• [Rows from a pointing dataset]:
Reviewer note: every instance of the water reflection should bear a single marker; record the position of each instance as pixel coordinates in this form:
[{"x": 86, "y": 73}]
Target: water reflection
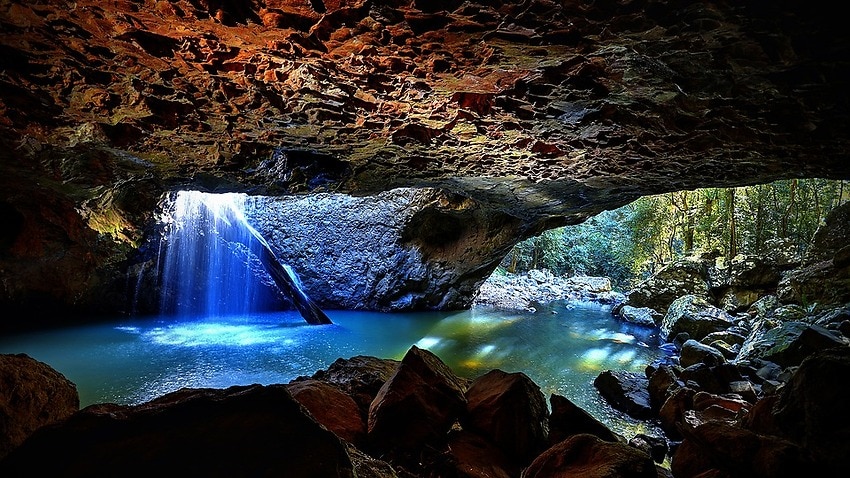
[{"x": 561, "y": 348}]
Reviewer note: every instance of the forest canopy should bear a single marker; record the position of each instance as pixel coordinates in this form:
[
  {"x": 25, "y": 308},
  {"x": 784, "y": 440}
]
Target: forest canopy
[{"x": 631, "y": 243}]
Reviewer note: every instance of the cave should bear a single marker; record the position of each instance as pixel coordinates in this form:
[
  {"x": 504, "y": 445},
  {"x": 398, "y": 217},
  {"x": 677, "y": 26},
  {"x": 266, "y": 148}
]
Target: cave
[{"x": 434, "y": 136}]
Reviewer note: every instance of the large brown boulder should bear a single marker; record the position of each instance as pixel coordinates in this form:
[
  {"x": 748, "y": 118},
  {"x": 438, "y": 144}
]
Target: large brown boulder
[
  {"x": 417, "y": 406},
  {"x": 510, "y": 410},
  {"x": 730, "y": 449},
  {"x": 239, "y": 431},
  {"x": 588, "y": 456},
  {"x": 32, "y": 395},
  {"x": 568, "y": 419},
  {"x": 360, "y": 377},
  {"x": 331, "y": 407}
]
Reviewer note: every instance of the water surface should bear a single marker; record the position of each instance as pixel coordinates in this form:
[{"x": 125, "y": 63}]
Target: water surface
[{"x": 561, "y": 347}]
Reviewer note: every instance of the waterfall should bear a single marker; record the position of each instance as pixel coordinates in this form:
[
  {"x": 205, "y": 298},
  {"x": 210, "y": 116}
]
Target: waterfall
[{"x": 215, "y": 263}]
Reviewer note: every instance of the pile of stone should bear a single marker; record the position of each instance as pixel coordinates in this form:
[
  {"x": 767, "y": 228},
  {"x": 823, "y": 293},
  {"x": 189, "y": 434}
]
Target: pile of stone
[
  {"x": 528, "y": 290},
  {"x": 364, "y": 417}
]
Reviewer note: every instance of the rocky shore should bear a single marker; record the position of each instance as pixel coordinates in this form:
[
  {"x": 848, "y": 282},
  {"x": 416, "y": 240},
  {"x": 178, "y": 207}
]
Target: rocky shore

• [Exercise directions]:
Find the line with "Reviewer note: every instance of the water surface" in the listing above, then write out that line and each remaining line exactly, with no other text.

• [Answer to the problem]:
Reviewer note: every instance of the water surface should bear a single marker; record the position of each instance as pixel coordinates in this form:
[{"x": 125, "y": 63}]
Target: water surface
[{"x": 561, "y": 347}]
Reviewer note: every instance of the waterfall should bear a single marker; record the position of each instance as pixel coordinates in this form:
[
  {"x": 205, "y": 298},
  {"x": 210, "y": 116}
]
Target: waterfall
[{"x": 215, "y": 263}]
Reviewer note: every instance of the pile of stone should bear a single marker; record the position of each instance as pixel coordinates in this form:
[
  {"x": 767, "y": 228},
  {"x": 823, "y": 293},
  {"x": 189, "y": 434}
]
Target: pile of stone
[
  {"x": 528, "y": 290},
  {"x": 364, "y": 417}
]
Reviewer note: every instance of the rocky shore should bear a single marker; record the position of each instance as pixel coordinates in this form:
[
  {"x": 848, "y": 282},
  {"x": 416, "y": 240},
  {"x": 178, "y": 207}
]
Target: rocky shore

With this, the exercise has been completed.